**SET PROBLEM 1**
Quote the section of the text on tracking follow links, starting at "Running diesel migration" and ending at "adds and removes.".

**TEXT SECTION**
>>>>

Running diesel migration run should work without any issues and give us a brand new links tables to track the from<->to follow link relationship. I'm going to first define some Message to LinkAction processes to interpret the LinkBody messages with MESSAGE_TYPE_LINK_ADD and MESSAGE_TYPE_LINK_REMOVE message types, recall the protobuf structure from above if any of this seems like we're speeding through it (This implementation is pretty much all taken from fatline-rs). Recall that we want to create a Vec of LinkAction's through the stream of every user's links via the GetAllLinkMessagesByFid request which takes a FidRequest. This in turn will give us back a list of Messages, which should be all of the user's link adds and removes.

We'll start by mapping out our LinkAction, to represent the possible actions that someone can perform via a link add or remove message

#[derive(Debug, Serialize, Deserialize, Clone)]
pub enum LinkAction {
    AddFollow(LinkInfo),
    RemoveFollow(LinkInfo)

<<<<

**SET PROBLEM 2**
Pick out each line in the records below that contains the string "coordinates".

**PROVIDED RECORDS**
>>>>

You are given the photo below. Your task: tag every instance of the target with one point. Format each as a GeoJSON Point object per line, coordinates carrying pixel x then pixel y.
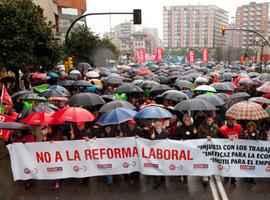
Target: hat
{"type": "Point", "coordinates": [252, 124]}
{"type": "Point", "coordinates": [80, 123]}
{"type": "Point", "coordinates": [132, 121]}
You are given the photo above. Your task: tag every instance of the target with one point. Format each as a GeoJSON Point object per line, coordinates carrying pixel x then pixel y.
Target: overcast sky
{"type": "Point", "coordinates": [151, 11]}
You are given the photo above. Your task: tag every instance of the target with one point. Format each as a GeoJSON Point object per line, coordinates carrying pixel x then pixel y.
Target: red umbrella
{"type": "Point", "coordinates": [41, 118]}
{"type": "Point", "coordinates": [58, 99]}
{"type": "Point", "coordinates": [39, 76]}
{"type": "Point", "coordinates": [74, 114]}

<<<<

**WRITTEN SOLUTION 1**
Running diesel migration run should work without any issues and give us a brand new links tables to track the from<->to follow link relationship. I'm going to first define some Message to LinkAction processes to interpret the LinkBody messages with MESSAGE_TYPE_LINK_ADD and MESSAGE_TYPE_LINK_REMOVE message types, recall the protobuf structure from above if any of this seems like we're speeding through it (This implementation is pretty much all taken from fatline-rs). Recall that we want to create a Vec of LinkAction's through the stream of every user's links via the GetAllLinkMessagesByFid request which takes a FidRequest. This in turn will give us back a list of Messages, which should be all of the user's link adds and removes.

**WRITTEN SOLUTION 2**
You are given the photo below. Your task: tag every instance of the target with one point. Format each as a GeoJSON Point object per line, coordinates carrying pixel x then pixel y.
{"type": "Point", "coordinates": [252, 124]}
{"type": "Point", "coordinates": [80, 123]}
{"type": "Point", "coordinates": [132, 121]}
You are given the photo above. Your task: tag every instance of the target with one point. Format each as a GeoJSON Point object per line, coordinates carrying pixel x then pixel y.
{"type": "Point", "coordinates": [151, 11]}
You are given the photo above. Your task: tag every instance of the target with one point. Format each as a GeoJSON Point object per line, coordinates carrying pixel x then pixel y.
{"type": "Point", "coordinates": [41, 118]}
{"type": "Point", "coordinates": [58, 99]}
{"type": "Point", "coordinates": [39, 76]}
{"type": "Point", "coordinates": [74, 114]}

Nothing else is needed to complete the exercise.